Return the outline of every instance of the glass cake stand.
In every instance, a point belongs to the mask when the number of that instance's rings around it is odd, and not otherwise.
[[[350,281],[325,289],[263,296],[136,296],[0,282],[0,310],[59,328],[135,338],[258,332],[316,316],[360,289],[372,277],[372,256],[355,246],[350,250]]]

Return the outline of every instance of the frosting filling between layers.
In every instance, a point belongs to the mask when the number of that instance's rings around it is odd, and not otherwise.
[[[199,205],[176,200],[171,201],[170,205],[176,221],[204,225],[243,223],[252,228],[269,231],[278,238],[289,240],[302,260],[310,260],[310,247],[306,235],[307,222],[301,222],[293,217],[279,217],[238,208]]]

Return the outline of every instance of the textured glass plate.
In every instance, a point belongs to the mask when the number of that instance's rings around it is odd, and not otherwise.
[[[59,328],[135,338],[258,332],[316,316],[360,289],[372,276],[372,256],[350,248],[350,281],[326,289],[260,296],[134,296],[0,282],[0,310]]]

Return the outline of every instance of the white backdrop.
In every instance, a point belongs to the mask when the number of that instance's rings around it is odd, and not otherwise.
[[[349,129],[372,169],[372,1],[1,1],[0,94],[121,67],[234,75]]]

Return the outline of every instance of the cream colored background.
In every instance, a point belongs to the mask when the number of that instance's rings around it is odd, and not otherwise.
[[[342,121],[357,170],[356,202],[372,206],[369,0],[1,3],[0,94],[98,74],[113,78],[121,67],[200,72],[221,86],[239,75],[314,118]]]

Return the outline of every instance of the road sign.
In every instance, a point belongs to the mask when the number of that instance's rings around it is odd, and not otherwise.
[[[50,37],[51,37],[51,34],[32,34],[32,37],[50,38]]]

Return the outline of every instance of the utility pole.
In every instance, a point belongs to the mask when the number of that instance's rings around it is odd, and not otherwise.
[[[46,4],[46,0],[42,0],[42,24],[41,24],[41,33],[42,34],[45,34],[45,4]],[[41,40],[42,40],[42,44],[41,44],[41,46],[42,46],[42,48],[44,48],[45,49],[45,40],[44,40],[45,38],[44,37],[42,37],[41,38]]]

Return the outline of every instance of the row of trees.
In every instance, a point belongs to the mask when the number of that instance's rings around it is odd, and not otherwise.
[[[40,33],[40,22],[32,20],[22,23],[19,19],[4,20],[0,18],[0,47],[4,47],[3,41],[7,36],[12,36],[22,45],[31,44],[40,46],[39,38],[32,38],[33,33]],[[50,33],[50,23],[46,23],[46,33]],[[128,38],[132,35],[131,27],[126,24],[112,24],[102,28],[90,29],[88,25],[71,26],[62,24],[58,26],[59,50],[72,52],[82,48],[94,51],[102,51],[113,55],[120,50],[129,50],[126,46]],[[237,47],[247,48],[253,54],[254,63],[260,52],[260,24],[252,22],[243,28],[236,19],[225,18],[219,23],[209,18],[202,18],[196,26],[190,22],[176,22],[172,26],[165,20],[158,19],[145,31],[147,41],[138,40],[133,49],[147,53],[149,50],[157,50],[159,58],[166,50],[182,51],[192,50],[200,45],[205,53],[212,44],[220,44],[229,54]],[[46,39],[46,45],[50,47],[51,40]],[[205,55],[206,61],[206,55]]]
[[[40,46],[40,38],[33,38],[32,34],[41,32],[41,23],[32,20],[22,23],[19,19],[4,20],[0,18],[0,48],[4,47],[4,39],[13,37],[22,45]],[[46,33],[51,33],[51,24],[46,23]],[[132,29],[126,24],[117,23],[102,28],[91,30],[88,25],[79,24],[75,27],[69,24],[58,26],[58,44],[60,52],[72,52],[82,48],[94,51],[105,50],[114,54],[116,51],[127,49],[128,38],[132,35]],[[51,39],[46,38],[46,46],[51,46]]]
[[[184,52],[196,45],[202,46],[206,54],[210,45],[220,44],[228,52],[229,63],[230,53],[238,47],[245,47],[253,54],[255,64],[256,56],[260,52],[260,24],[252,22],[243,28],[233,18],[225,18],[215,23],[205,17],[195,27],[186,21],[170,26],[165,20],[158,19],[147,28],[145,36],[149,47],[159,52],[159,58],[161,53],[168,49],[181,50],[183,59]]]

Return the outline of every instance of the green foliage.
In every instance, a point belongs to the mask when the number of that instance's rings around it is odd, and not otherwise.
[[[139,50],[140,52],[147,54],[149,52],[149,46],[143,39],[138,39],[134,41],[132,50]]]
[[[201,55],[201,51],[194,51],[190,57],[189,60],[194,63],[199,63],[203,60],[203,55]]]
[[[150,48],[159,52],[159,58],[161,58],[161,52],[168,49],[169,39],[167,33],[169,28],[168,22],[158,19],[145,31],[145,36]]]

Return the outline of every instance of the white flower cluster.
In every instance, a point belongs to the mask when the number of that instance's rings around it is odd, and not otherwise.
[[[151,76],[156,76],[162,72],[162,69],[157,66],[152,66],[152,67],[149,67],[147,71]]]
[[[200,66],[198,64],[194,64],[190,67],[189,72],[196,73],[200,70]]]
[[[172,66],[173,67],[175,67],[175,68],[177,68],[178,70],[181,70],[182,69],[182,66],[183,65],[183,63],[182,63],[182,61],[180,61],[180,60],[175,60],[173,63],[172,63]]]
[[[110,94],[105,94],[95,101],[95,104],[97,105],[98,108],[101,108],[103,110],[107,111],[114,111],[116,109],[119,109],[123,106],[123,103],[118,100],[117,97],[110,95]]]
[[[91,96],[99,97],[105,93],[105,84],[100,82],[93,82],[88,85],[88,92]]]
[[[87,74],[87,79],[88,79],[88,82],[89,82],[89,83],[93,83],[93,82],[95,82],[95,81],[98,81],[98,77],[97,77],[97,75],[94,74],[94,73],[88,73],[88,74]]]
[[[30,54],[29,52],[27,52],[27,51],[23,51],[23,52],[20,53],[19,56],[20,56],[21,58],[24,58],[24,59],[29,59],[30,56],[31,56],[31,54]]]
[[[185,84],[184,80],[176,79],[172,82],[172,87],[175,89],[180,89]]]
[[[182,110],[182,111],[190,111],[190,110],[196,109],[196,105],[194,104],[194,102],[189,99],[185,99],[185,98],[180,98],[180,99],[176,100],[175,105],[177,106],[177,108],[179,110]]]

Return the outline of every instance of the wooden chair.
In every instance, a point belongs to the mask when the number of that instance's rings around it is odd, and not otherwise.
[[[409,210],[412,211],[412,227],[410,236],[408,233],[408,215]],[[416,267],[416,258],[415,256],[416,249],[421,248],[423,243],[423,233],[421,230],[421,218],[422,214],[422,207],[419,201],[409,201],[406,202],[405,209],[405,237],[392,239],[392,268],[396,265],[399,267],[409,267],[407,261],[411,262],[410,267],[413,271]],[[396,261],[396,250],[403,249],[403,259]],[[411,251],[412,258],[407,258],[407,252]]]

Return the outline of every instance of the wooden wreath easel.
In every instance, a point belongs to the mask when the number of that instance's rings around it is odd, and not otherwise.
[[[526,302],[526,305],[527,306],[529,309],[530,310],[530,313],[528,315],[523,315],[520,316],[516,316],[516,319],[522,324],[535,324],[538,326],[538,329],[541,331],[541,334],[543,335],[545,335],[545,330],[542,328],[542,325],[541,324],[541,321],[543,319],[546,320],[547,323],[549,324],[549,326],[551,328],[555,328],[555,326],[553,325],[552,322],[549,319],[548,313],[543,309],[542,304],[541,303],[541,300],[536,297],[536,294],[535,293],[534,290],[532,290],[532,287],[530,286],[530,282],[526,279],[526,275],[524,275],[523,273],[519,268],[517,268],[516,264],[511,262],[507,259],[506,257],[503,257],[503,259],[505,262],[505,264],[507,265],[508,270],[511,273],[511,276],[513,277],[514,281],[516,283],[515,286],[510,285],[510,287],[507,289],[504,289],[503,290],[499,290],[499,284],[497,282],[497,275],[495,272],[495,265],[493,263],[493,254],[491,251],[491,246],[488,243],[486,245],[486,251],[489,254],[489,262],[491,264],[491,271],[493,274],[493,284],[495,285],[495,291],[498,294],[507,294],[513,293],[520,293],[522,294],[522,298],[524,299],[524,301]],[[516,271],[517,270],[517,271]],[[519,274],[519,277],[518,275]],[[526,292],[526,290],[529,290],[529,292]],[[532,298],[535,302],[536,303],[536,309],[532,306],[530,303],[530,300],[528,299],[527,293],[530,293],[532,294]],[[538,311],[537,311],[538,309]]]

• _Exercise prompt_
Please pull out every line of the items above that contains the word "wooden", and copy each one in full. Case counts, so match the word's capitalization.

• _Answer for this exercise_
Return the outline of every instance of the wooden chair.
Return the outline of every instance of the wooden wreath easel.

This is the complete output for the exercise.